> **What the exercise asks**
Rewrite the part of the material that opens with the line containing "Locate every instance of the woman's left" and runs through the end of the material, both ends included, keeping every request line unchanged. In the answers, multiply each coordinate by 2.15 and round to the nearest whole number, with halves rounded up.
-- Records start --
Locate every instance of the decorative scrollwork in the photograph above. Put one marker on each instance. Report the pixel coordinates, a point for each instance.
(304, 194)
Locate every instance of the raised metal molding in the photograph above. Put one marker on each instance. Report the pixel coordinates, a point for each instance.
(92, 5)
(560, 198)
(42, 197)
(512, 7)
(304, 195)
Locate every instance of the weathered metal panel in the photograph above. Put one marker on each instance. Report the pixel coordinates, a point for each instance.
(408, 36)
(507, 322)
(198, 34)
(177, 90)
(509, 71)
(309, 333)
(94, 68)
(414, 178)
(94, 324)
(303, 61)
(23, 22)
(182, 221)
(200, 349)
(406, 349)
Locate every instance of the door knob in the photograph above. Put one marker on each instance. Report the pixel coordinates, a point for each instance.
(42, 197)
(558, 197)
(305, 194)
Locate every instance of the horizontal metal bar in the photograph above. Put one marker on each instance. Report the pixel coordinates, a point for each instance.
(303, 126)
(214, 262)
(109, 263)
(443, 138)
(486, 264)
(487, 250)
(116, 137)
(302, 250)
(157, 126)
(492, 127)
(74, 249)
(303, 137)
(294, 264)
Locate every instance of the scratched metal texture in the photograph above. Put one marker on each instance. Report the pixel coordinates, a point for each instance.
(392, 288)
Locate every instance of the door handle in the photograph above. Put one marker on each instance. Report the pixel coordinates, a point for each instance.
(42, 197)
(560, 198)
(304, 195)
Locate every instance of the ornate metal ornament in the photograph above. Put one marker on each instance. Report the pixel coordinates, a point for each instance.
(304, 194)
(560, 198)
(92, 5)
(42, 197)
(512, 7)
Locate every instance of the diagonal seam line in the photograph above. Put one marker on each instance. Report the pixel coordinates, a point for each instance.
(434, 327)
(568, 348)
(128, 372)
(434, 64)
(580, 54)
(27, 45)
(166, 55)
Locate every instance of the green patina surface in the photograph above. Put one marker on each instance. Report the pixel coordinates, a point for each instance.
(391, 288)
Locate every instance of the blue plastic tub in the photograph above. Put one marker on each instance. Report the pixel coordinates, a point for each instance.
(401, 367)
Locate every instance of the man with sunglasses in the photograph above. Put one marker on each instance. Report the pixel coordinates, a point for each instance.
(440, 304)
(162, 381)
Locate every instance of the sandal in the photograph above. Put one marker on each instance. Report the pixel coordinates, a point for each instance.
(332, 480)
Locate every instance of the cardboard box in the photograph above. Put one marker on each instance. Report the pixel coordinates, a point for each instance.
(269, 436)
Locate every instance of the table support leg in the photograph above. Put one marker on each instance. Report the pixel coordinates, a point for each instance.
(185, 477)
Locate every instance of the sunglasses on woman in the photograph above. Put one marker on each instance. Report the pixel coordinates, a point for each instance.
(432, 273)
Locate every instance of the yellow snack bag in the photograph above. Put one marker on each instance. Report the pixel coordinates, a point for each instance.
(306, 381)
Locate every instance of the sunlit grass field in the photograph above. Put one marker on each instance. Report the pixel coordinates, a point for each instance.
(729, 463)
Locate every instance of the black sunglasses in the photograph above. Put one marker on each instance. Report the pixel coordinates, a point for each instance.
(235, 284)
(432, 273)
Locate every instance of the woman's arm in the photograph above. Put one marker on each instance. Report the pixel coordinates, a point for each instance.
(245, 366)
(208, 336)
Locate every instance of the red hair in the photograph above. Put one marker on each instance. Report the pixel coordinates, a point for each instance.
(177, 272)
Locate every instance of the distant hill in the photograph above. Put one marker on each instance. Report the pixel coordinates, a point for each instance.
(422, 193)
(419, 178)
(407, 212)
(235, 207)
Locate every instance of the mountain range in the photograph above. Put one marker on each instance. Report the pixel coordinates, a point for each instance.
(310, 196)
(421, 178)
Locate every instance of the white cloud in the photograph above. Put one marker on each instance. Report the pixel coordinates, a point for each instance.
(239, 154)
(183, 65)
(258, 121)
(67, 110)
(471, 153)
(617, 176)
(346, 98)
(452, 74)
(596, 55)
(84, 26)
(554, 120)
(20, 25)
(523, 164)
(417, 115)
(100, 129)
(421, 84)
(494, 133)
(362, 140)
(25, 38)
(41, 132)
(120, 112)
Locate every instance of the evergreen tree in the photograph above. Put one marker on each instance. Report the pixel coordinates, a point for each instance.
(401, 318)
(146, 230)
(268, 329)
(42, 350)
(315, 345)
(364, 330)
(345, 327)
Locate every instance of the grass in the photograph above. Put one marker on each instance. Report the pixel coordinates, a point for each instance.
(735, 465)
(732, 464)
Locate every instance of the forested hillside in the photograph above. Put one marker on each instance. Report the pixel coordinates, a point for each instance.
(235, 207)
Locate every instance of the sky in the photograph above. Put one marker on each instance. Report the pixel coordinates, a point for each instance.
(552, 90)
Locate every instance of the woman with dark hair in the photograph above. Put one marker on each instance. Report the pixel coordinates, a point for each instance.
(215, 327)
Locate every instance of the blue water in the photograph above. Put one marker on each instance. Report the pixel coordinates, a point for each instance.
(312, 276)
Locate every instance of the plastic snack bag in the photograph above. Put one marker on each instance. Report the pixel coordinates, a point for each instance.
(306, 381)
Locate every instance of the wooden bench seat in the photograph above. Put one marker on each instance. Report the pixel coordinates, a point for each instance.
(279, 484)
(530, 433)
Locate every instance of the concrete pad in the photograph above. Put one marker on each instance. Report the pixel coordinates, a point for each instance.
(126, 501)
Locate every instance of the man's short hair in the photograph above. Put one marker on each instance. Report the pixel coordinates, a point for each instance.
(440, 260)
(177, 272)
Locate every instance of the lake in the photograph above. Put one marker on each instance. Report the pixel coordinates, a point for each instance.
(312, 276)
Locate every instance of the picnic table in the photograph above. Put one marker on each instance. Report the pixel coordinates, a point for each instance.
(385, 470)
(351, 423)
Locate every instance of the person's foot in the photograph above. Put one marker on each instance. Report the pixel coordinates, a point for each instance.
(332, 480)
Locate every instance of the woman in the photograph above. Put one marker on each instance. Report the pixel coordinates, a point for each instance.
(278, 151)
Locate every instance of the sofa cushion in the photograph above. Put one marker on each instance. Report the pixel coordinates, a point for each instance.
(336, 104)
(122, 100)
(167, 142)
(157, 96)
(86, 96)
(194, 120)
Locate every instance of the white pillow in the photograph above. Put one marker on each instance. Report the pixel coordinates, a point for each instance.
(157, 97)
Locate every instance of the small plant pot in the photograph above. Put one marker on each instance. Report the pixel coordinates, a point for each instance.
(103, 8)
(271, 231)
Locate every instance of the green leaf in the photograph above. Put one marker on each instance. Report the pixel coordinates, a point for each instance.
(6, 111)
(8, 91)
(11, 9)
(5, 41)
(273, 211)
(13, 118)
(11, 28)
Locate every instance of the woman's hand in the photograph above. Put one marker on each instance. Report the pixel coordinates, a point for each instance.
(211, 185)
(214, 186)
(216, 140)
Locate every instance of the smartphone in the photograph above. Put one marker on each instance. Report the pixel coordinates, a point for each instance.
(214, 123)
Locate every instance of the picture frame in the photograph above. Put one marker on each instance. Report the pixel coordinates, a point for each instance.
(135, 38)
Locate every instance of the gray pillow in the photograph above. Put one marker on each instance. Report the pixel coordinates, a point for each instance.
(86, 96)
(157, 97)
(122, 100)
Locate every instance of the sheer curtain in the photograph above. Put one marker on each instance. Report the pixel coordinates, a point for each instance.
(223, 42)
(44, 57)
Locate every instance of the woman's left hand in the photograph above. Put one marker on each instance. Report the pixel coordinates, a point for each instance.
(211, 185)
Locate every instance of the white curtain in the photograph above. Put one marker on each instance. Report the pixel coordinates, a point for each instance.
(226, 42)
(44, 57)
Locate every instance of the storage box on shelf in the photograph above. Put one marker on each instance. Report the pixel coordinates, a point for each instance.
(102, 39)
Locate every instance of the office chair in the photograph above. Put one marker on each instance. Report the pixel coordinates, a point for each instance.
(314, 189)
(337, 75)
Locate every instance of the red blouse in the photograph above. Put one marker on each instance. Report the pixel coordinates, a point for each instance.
-- Records end --
> **Finished answer**
Locate every instance of the woman's left hand in the photograph above. Put one marker on each instance. Report the pixel coordinates, a point for each instance.
(454, 398)
Locate every instance of the white curtain in the photograph above. Put one marker on each instance. Report the pixel coordinates, a point for each instance.
(486, 90)
(95, 123)
Locate every instance of the storage box on shelf in the photograph above. Put one marker on each instance. Report the pixel coordinates, a point for each instance.
(219, 84)
Locate every instance of the office chair in the photograph above. Put one marker on each instance. Report the pixel coordinates, a point for each instance.
(675, 406)
(725, 161)
Locate every instance of the red blouse in the photograph above. Put one marker on each instance. Report the pixel coordinates, a point for each instance.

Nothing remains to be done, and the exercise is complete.